> Instruction
Express all of the material below as a two-column CSV with the header input,output. Make one row per "Question." line: put the text from that line through its "Target:" line in input and the points that follow in output, enclosing every field in double quotes, turning line breaks into spaces, and leaving out the pictures.

> Task material
⟨
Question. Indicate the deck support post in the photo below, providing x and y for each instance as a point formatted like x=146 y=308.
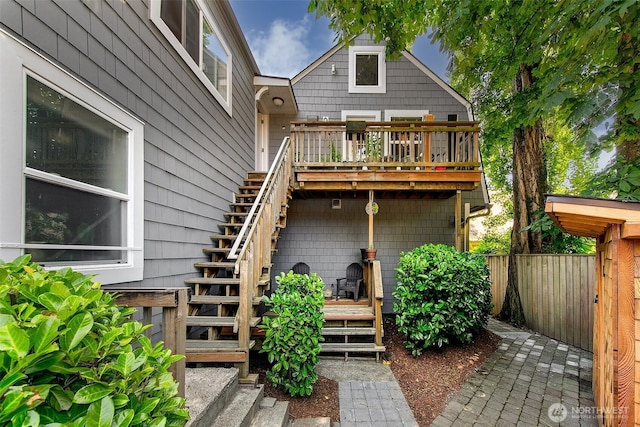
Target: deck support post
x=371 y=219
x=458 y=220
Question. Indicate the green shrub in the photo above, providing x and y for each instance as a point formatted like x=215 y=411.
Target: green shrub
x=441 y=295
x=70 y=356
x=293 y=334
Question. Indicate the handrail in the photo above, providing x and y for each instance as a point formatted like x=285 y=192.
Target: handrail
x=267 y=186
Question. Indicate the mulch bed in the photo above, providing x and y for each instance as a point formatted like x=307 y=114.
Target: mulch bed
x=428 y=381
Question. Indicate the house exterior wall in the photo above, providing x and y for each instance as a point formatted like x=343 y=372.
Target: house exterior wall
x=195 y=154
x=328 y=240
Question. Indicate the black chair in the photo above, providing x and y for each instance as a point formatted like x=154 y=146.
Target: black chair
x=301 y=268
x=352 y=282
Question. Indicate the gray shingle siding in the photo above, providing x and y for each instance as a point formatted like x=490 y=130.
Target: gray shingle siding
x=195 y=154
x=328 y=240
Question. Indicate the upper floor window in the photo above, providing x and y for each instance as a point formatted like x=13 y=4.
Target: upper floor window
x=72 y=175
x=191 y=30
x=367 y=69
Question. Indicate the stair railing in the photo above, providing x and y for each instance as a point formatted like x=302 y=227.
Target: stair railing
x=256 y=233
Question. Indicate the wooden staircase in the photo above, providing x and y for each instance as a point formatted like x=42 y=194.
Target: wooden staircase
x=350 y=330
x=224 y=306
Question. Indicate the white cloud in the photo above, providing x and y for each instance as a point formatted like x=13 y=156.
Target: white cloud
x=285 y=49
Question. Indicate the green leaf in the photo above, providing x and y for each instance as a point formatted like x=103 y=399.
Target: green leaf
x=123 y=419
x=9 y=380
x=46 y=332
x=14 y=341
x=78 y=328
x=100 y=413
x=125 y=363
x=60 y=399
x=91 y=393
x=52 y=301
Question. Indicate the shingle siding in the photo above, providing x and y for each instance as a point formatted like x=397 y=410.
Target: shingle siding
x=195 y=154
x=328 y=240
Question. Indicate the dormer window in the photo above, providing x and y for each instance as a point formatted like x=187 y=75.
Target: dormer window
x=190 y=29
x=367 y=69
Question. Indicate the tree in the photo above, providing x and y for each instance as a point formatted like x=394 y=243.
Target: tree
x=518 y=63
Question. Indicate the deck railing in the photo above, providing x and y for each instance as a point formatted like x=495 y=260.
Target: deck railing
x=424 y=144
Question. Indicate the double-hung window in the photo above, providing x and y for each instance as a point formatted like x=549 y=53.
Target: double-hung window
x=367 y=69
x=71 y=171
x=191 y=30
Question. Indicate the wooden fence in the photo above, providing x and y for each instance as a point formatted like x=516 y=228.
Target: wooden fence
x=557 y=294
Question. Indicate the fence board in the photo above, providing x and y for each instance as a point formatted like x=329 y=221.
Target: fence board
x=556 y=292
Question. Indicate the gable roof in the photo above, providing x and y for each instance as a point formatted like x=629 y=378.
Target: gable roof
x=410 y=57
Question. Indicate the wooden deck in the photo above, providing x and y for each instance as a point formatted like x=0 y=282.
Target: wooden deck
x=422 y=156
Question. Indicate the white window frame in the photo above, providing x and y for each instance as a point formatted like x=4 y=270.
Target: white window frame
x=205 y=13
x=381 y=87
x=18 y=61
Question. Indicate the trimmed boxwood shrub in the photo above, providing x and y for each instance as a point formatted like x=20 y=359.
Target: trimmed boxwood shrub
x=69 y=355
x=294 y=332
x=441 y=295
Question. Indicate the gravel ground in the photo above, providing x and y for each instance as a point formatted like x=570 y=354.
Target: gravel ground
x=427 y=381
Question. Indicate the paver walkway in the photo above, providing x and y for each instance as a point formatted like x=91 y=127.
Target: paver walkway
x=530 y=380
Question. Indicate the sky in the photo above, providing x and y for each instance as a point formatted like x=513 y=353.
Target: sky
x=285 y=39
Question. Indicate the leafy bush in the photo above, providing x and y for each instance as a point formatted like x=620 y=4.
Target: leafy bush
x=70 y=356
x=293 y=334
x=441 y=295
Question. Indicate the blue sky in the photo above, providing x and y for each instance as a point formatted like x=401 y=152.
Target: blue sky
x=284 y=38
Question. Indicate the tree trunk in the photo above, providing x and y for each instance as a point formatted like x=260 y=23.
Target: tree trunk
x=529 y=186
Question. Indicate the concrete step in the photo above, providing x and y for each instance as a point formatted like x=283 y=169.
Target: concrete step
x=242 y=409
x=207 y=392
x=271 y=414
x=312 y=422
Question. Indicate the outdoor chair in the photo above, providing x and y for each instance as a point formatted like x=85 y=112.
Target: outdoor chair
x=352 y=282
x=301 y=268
⟩
> Solution
input,output
"Question. Indicate the deck support post in the photo below, providing x and y for each instance as a point formatted like x=146 y=308. Target: deck support post","x=371 y=219 x=458 y=220"
"Question. Indicate the green shrub in the photo above, providing x and y for each instance as a point formatted like x=215 y=411. Target: green shrub","x=441 y=295 x=70 y=356 x=293 y=334"
"Question. Indicate the handrail in the photo above, providing x and y for each instance as a point formatted like x=285 y=192. Target: handrail","x=267 y=186"
"Question. Indicate the mulch bed in the photo above, providing x and y for each instance as a point formatted like x=307 y=114. Target: mulch bed","x=428 y=381"
"Question. Indicate the house exterior wall in the photo above, providing x and y for each instance as a point formatted like x=343 y=372. Target: house exterior wall","x=195 y=154 x=328 y=240"
"Question. Indicate the black chair in the photo above, providing x and y for each instance as a point formatted like x=154 y=146. Target: black chair","x=301 y=268 x=352 y=282"
"Question. Indicate the gray shingle siding in the photo above, providing x and y for each instance as a point formatted like x=490 y=130. Target: gray shingle siding","x=195 y=154 x=328 y=240"
"Question. Indicate the upper floor window in the photo above, providing x and y for each instance as a point formatted like x=13 y=4. Target: upper floor window","x=72 y=175 x=191 y=30 x=367 y=69"
"Question. Indicate the stair railing in the photo above, providing x and y for each instance as a point formatted like x=302 y=227. Target: stair railing","x=256 y=233"
"Question. Indicate the wooden staircase in the photo above, providing x and y for each instance as a point formatted like x=42 y=194. Target: wooden staircase","x=350 y=330 x=224 y=306"
"Question. Indicate the white cloud in the photo above, providing x and y for each instance as a point formatted like x=13 y=156. Target: white cloud","x=285 y=49"
"Question. Indicate the green leaf in the photo above, providing x and y for each instance as a point formatted like x=103 y=399. Target: green leaf","x=123 y=419 x=9 y=380 x=46 y=332 x=14 y=341 x=78 y=328 x=100 y=413 x=125 y=363 x=60 y=399 x=91 y=393 x=52 y=301"
"Question. Indicate the shingle siding in the photo above, providing x and y for each instance as a point formatted like x=397 y=410. Target: shingle siding","x=195 y=154 x=328 y=240"
"Question. Indicate the dormer window in the photo above, providing x and y for each instance as a point formatted like x=187 y=75. Target: dormer window","x=190 y=29 x=367 y=69"
"Question. Indicate the tree in the photo above, providing x and y for each instance as a point formatted like x=394 y=243. Target: tree","x=518 y=63"
"Question. Indicate the deck railing in the photo above, providing x and y for each instance as a point formatted like x=495 y=260. Target: deck railing","x=424 y=144"
"Question. Indicate the double-hung window in the photo above, providing x and y for each instance as a point formatted like x=549 y=53. Target: double-hung window","x=367 y=69 x=71 y=171 x=191 y=30"
"Question. Indicate the wooden fence in the photo above, providing x and y for each instance as a point formatted like x=516 y=228. Target: wooden fence","x=557 y=294"
"Question. Indicate the fence board in the photo above, providing x and y for each instance as a point formatted like x=329 y=221. Target: fence board","x=556 y=292"
"Question. Indicate the gable roof in the photo above, providing x and y for each instance as a point formatted like x=629 y=378. Target: gable roof","x=410 y=57"
"Question. Indicate the wooden deck in the photo above, providing x and y for each instance as a point formatted like x=0 y=282. Target: wooden deck","x=422 y=156"
"Question. Indicate the white window frame in the photo above, providing x and y for each instance as a point formatted like x=4 y=270. Target: white window frame","x=205 y=13 x=381 y=87 x=18 y=61"
"Question. Indicate the trimmed boxwood shrub in the photo above, providing x and y for each instance as a point formatted like x=20 y=359. Target: trimmed boxwood shrub","x=69 y=355 x=294 y=332 x=441 y=295"
"Question. Indicate the gravel ground in the photo above, providing x and y for each instance as a point formatted like x=570 y=354. Target: gravel ground","x=427 y=381"
"Question. Indicate the paver walkway in the photo above, providing x and y for each instance as a point formatted like x=91 y=127. Target: paver walkway","x=530 y=380"
"Question. Indicate the sky in the photo above, providing x and y for each instance as a point formatted like x=513 y=353. Target: sky","x=285 y=39"
"Question. Indicate the leafy bush in the photo above, providing x and y for each instance as a point formatted like x=620 y=4. Target: leafy bush","x=70 y=356 x=293 y=334 x=441 y=295"
"Question. Indicate the blue sky in the photo above, providing x and y for each instance as a point formatted like x=401 y=152. Target: blue sky","x=284 y=38"
"Question. Indicate the tree trunk in the photo above, providing x and y for each instance as a point formatted like x=260 y=23. Target: tree trunk","x=529 y=186"
"Question. Indicate the concrete step in the photo above, providing x and y for each instance as a point formatted like x=283 y=169. Target: concrete step","x=242 y=409 x=207 y=392 x=271 y=414 x=312 y=422"
"Question. Indicate the outdoor chair in the photo above, providing x and y for each instance as a point formatted like x=85 y=112. Target: outdoor chair","x=352 y=282 x=301 y=268"